- _Dataset_:
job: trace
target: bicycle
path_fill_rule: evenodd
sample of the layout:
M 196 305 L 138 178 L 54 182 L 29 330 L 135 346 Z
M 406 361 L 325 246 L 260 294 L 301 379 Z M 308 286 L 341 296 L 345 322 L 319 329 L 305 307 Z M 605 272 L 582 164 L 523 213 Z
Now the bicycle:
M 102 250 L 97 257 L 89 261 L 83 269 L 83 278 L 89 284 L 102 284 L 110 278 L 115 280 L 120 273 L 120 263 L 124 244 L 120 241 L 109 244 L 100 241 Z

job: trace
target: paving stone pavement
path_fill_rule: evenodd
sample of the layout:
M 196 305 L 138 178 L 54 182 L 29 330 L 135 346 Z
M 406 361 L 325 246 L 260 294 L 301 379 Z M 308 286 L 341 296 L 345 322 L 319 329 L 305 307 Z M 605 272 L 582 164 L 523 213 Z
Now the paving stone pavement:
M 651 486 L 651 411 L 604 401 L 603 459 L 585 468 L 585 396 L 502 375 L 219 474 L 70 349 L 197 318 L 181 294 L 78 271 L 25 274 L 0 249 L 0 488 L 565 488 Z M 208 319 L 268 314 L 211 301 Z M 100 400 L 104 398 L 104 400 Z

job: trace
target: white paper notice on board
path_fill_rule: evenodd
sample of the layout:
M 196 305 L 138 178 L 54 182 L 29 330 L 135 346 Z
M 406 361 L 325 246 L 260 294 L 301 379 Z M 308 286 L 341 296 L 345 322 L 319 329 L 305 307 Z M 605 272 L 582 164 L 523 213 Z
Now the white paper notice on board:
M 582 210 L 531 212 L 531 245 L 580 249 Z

- _Written instruction_: Take the data above and return it exactly.

- _Expected output_:
job: trace
target: bicycle
path_fill_rule: evenodd
sample of the layout:
M 196 305 L 138 178 L 54 182 L 29 330 L 135 346 Z
M 406 361 L 325 246 L 260 294 L 301 379 Z M 308 286 L 341 296 L 345 322 L 319 329 L 305 307 Z M 605 272 L 582 164 L 523 213 Z
Now the bicycle:
M 102 250 L 97 257 L 89 261 L 83 269 L 83 278 L 89 284 L 102 284 L 110 278 L 115 280 L 120 273 L 120 263 L 124 244 L 120 241 L 109 244 L 100 241 Z

job: trace
target: paving stone pavement
path_fill_rule: evenodd
sample of the layout:
M 196 305 L 138 178 L 54 182 L 29 330 L 135 346 Z
M 406 361 L 325 246 L 260 294 L 301 379 Z M 308 286 L 341 296 L 345 322 L 319 329 L 305 307 Z M 605 272 L 582 164 L 523 213 Z
Now the paving stone pavement:
M 651 486 L 651 411 L 604 401 L 603 459 L 585 468 L 585 396 L 502 375 L 219 474 L 70 349 L 197 318 L 181 294 L 78 271 L 25 274 L 0 249 L 0 488 L 565 488 Z M 208 319 L 268 314 L 211 301 Z M 100 400 L 104 398 L 104 400 Z

job: trace
target: white paper notice on board
path_fill_rule: evenodd
sample of the layout:
M 196 305 L 138 178 L 54 182 L 29 330 L 135 346 Z
M 406 361 L 325 246 L 260 294 L 301 379 Z M 308 286 L 341 296 L 345 322 L 319 329 L 305 307 Z M 605 272 L 582 164 L 523 213 Z
Now the white paper notice on board:
M 582 210 L 531 212 L 531 245 L 580 249 Z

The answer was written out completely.